Work required: Copy each of the items below character for character, keeping every line in its original order.
* Start Input *
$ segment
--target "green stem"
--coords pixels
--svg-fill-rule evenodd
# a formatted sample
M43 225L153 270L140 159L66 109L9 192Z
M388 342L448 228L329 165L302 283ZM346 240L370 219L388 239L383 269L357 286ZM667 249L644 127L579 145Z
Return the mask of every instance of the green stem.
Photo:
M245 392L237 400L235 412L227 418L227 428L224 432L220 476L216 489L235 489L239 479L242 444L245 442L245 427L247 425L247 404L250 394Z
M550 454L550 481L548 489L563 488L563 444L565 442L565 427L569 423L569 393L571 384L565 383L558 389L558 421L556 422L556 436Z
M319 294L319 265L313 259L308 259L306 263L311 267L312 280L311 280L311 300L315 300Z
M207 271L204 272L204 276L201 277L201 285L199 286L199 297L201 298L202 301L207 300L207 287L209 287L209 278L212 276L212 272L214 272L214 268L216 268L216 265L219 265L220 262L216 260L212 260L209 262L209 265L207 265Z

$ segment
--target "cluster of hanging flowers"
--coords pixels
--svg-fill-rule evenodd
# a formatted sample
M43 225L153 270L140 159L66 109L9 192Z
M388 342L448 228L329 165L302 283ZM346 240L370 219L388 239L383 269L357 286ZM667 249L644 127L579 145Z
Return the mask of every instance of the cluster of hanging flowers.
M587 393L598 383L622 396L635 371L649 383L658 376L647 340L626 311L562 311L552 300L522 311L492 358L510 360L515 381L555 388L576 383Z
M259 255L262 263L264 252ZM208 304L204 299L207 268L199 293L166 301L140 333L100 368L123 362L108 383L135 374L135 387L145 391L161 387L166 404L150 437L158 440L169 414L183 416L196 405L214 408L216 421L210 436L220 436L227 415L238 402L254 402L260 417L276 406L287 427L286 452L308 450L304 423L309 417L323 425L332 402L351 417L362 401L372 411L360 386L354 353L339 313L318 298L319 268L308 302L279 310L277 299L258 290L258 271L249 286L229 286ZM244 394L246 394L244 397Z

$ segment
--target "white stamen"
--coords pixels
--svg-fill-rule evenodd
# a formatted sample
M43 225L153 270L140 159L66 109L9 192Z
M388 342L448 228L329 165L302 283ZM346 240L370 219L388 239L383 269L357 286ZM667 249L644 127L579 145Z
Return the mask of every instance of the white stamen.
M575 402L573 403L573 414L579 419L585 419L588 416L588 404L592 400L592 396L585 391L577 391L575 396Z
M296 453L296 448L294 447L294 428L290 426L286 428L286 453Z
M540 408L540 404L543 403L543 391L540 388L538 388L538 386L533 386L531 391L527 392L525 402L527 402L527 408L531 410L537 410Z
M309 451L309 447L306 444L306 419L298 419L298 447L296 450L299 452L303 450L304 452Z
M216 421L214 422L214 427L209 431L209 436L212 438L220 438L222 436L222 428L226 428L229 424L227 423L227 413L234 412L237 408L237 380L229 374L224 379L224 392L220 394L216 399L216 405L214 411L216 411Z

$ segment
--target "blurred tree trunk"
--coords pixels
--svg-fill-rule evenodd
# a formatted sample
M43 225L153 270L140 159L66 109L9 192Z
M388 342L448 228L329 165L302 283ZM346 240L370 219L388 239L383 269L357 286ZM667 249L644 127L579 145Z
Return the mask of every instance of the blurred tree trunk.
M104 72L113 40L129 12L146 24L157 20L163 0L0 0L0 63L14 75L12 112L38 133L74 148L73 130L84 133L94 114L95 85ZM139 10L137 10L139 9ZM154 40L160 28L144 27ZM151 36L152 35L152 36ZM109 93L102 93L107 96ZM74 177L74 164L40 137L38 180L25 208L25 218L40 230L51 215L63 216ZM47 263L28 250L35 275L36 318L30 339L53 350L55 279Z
* End Input *
Response for this exercise:
$ segment
--target "green stem"
--coords pixels
--svg-fill-rule evenodd
# a formatted sample
M43 225L153 270L140 159L66 109L9 192Z
M388 342L448 228L329 165L302 283ZM346 240L370 219L388 239L383 269L357 286ZM667 249L644 127L579 145Z
Return the mask of every instance of the green stem.
Photo:
M245 392L237 400L235 412L227 418L227 428L224 432L220 476L216 489L235 489L239 479L242 444L245 442L245 427L247 425L247 404L250 394Z
M550 454L550 481L548 489L563 488L563 444L565 442L565 427L569 423L569 393L571 384L565 383L558 389L558 421L556 422L556 436Z
M319 294L319 265L313 259L308 259L306 263L311 267L312 280L311 280L311 300L315 300Z
M207 271L204 272L204 276L201 277L201 285L199 286L199 297L201 298L202 301L207 300L207 287L209 287L209 278L212 276L212 272L214 272L214 268L216 268L216 265L219 265L220 262L216 260L212 260L209 262L209 265L207 265Z

$ segment
--target "cluster of hanging flowers"
--coords pixels
--svg-fill-rule evenodd
# a formatted sample
M43 225L153 270L140 159L66 109L9 192Z
M388 342L448 228L329 165L302 283ZM346 240L370 219L388 239L383 269L357 286ZM667 249L644 127L579 145Z
Return the mask of every instance of the cluster of hanging flowers.
M587 393L598 383L622 396L635 371L649 383L658 376L647 340L626 311L562 311L552 300L522 311L492 358L510 360L515 381L555 388L576 383Z
M259 255L262 263L264 252ZM208 304L204 299L207 268L199 293L166 301L140 333L100 368L123 362L108 383L135 374L135 387L145 391L161 387L166 404L150 437L158 440L169 414L183 416L196 405L214 408L216 421L210 436L220 436L227 415L238 402L254 402L260 417L276 406L287 427L286 452L308 450L304 423L309 417L323 425L332 402L351 417L362 401L372 411L360 386L354 353L339 313L318 298L319 268L308 302L279 310L277 299L258 290L258 271L249 286L229 286ZM244 394L246 394L244 397Z

$ segment
--target "white stamen"
--coords pixels
--svg-fill-rule evenodd
# a formatted sample
M43 225L153 270L140 159L66 109L9 192Z
M388 342L448 228L329 165L302 283ZM346 240L370 219L388 239L383 269L357 286ZM667 249L644 127L579 145Z
Return the mask of every instance of the white stamen.
M575 402L573 403L573 414L579 419L585 419L588 416L588 404L592 400L592 396L585 391L577 391L575 396Z
M296 453L296 448L294 447L294 428L290 426L286 428L286 453Z
M540 408L540 404L543 403L543 391L540 388L538 388L538 386L533 386L531 391L527 392L525 402L527 402L527 408L531 410L537 410Z
M309 451L309 447L306 444L306 419L298 419L298 447L296 450L299 452L303 450L304 452Z
M216 421L214 422L214 427L209 431L209 436L212 438L220 438L222 436L222 428L226 428L229 424L227 423L227 413L234 412L237 408L237 380L229 374L224 379L224 392L220 394L216 399L216 405L214 411L216 411Z

$ segment
--target "blurred tree trunk"
--coords pixels
--svg-fill-rule evenodd
# a formatted sample
M43 225L153 270L140 159L66 109L9 192Z
M388 342L448 228L329 165L302 283ZM346 240L370 219L388 239L383 269L357 286ZM667 249L644 127L579 145Z
Return the mask of every instance of the blurred tree trunk.
M104 72L113 40L129 12L146 24L157 20L163 0L0 0L0 63L14 75L12 112L38 133L74 148L73 130L84 133L94 114L95 85ZM139 10L137 10L139 9ZM154 40L160 28L144 27ZM151 36L152 35L152 36ZM109 93L102 93L107 96ZM74 177L74 164L40 137L38 180L25 208L25 218L40 230L51 215L63 216ZM47 263L28 250L35 275L36 318L30 339L53 350L55 279Z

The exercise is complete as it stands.